Reproduce every item below, changing "retail-shelf audit" to "catalog review" wherever it occurs and leaving everything else unchanged.

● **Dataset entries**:
***

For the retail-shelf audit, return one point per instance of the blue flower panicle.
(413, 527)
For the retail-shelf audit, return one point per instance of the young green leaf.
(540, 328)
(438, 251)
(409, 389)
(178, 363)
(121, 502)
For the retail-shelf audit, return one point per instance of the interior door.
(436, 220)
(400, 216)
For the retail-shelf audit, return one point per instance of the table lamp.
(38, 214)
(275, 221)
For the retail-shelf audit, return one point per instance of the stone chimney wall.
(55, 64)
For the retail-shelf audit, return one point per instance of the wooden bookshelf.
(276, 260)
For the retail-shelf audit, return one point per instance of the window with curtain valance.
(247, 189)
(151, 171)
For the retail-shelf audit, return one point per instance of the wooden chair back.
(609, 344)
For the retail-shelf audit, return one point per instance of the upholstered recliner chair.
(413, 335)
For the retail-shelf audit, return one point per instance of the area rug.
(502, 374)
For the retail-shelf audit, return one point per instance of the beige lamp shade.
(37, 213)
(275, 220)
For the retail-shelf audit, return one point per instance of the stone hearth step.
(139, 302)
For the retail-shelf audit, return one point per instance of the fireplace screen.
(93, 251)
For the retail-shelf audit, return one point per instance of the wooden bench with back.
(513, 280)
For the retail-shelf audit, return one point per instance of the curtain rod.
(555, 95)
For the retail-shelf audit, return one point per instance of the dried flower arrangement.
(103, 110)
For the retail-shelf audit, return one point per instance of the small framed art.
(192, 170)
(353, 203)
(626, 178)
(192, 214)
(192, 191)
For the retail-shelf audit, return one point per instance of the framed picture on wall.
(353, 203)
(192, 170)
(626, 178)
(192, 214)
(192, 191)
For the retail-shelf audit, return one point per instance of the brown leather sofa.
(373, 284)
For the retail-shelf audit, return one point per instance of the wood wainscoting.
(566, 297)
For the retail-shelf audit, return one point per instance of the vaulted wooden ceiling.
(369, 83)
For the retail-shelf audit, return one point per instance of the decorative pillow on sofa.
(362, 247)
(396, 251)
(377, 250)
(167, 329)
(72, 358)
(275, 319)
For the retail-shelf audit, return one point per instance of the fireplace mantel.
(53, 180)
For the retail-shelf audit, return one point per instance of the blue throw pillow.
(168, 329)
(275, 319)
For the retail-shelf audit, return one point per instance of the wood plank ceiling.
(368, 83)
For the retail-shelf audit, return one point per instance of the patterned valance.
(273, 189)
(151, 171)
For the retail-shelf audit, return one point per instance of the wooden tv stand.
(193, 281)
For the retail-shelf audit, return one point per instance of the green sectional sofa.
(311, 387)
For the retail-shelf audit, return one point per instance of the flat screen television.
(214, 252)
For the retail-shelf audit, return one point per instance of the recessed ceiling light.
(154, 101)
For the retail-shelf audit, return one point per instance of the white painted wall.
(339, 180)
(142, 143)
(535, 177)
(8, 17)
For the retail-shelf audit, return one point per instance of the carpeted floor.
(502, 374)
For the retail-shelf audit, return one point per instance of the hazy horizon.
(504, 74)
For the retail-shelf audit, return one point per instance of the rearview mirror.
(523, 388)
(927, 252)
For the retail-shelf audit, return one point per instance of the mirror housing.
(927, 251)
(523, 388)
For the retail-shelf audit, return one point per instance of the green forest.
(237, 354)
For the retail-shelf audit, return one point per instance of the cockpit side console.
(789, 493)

***

● **Written solution**:
For the catalog review, return one point per instance of the blue flower panicle.
(413, 527)
For the catalog review, return one point per instance of the young green leaf.
(540, 328)
(438, 251)
(409, 389)
(178, 363)
(121, 502)
For the catalog review, return one point per instance of the interior door.
(436, 220)
(400, 216)
For the catalog review, return one point per instance of the table lamp.
(38, 214)
(275, 221)
For the catalog review, return one point per instance of the stone chimney wall.
(55, 64)
For the catalog review, return one point per instance of the wooden bookshelf.
(276, 260)
For the catalog review, return one point per instance of the window with curtain valance.
(247, 189)
(151, 171)
For the catalog review, return one point per instance of the wooden chair back.
(609, 344)
For the catalog review, return one point per instance of the upholstered recliner chair.
(413, 335)
For the catalog review, return one point per instance of the area rug.
(502, 374)
For the catalog review, return one point per instance of the beige lamp shade.
(37, 213)
(275, 220)
For the catalog review, return one point per instance of the stone hearth step.
(139, 302)
For the catalog review, return one point per instance of the fireplace screen.
(93, 251)
For the catalog review, return one point per instance of the wooden bench with back.
(513, 280)
For the catalog review, return one point per instance of the curtain rod.
(555, 95)
For the catalog review, return one point per instance of the dried flower arrangement.
(103, 110)
For the catalog review, return one point per instance of the small framed art.
(192, 170)
(353, 203)
(626, 178)
(192, 214)
(192, 191)
For the catalog review, return one point per instance of the framed picture on wall.
(353, 203)
(192, 170)
(626, 178)
(192, 214)
(192, 191)
For the catalog review, return one point per instance of the brown leather sofa.
(373, 284)
For the catalog review, return one point per instance of the wood wainscoting.
(566, 297)
For the catalog review, return one point per instance of the vaulted wooden ceiling.
(369, 83)
For the catalog review, return one point per instance of the decorative pillow on sofa.
(362, 247)
(396, 251)
(377, 250)
(167, 329)
(72, 358)
(275, 319)
For the catalog review, return one point per instance of the fireplace mantel.
(53, 180)
For the catalog review, return one point per instance of the blue throw pillow.
(168, 329)
(275, 319)
For the catalog review, return one point per instance of the wood plank ceiling.
(368, 83)
For the catalog review, return one point per instance of the patterned valance.
(273, 189)
(151, 171)
For the catalog review, return one point per instance of the wooden tv stand.
(193, 281)
For the catalog review, return one point per instance of the green sectional sofa.
(311, 387)
For the catalog review, return one point per instance of the flat screen television.
(214, 252)
For the catalog review, return one point per instance of the recessed ceiling light.
(154, 101)
For the catalog review, return one point per instance of the white painted wall.
(339, 180)
(142, 143)
(535, 177)
(8, 17)
For the catalog review, return one point per instance of the carpeted floor.
(502, 374)
For the catalog review, return one point per instance of the hazy horizon.
(504, 74)
For the catalog review, return one point per instance of the rearview mirror.
(523, 388)
(927, 252)
For the catalog review, return one point per instance of the mirror housing.
(927, 251)
(523, 388)
For the catalog review, return one point per instance of the green forest.
(237, 354)
For the catalog review, return one point per instance of the cockpit side console.
(789, 493)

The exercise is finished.